━━ Отрывок со страницы ━━
Даже такая святая Истина, что Христос есть Истинный Бог, и та спра­ведлива и православна только в известном смысле, в понимании же ея монофизитами, она является ересью. Также уродливо можно понять и на­ше  исповедание Имени Господа Иисуса Христа - Самим Богом. Но на самом деле, мы повторяем только слова о. Иоанна Кронштадтского, формулировавшего этими словами древнее святоотеческое учение о Имени Божием: "Великие Имена: Пресвятая Троица, или Отец, Сын и Святой Дух, призванные с живой и сердечной верой и благоговением, или воображенные в душе, - суть Сам Бог и низводят в душу Самого Бога" (Мысли Христианина. 46) - "В Имени Иисус Христос - весь Христос, душа и тело Его соединённые с Его Божеством."(Моя жизнь во Христе. вып. 5. с. 30. ч. 2) - "Самое Имя Божие есть сила" (Там же. вып. 6. с. 8. изд. I894). - Но разве из этих выражений должно необходимо следовать, будто бы мы каждое Имя Божие в отдельности признаём за какого-то особого бога, или отождествляем их с самой сущностью Божией, или признаём магическую действенность их?" и  т. д. (Там же. с. 212).

Итак, суд Московской Синодальной Конторы оправдал исповедание имеславцев. Но не осудил исповедание имеборцев... Суд есть Суд. Он не является Собором и не рассматривает исповедания обоих сторон, но судит одну, сторону подверженную суду. В данном случае этот суд не­справедливый, потому что обе стороны: и судящая, и подсудимая — по­лемизирующие, спорящие между собой. Над той и другой стороной необхо­дим Третейский Судья, независимый от них. На этом суде в качестве подсудимых необходимо было присутствие главных имеборческих ересиархов: монахов Хрисанфа, Алексея (Киреевского) и архиепи­скопов: Антония и Никона, а также преподавателя духовного училища С. Троицкого, доклад которого, также как и доклады упомянутых двух иерархов, лежит в основе имеборческого Послания Св. Синода к инокам афонским.

Вот почему только 13 имеславцев явились на этот суд. Большее же количество главенствующих имеславцев явиться на суд отказались, сказав: "за Имя Божие в конторах не судятся, нас осудили не в кон­торе, а с Высоты Престола Российской Православной Церкви - в Грамоте Св. Синода, опубликованной на весь мир. Для разбора нашего дела назначьте Собор, на который мы все явимся".
━━━
### Задание A
Перепишите записи, поменяв "distant mountain range" на "snow-capped peak" и ничего больше не трогая.
Отрывок и записи взяты из разных источников.
━━ Предоставленные записи ━━
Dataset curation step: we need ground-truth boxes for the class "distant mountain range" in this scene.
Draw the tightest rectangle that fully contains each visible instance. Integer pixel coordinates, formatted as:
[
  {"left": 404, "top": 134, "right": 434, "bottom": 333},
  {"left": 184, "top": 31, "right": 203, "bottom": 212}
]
━━━
### Задание B
Сколько имеславцев, согласно отрывку, явились на суд?

### Правильный ответ A
Dataset curation step: we need ground-truth boxes for the class "snow-capped peak" in this scene.
Draw the tightest rectangle that fully contains each visible instance. Integer pixel coordinates, formatted as:
[
  {"left": 404, "top": 134, "right": 434, "bottom": 333},
  {"left": 184, "top": 31, "right": 203, "bottom": 212}
]

### Правильный ответ B
13 имеславцев.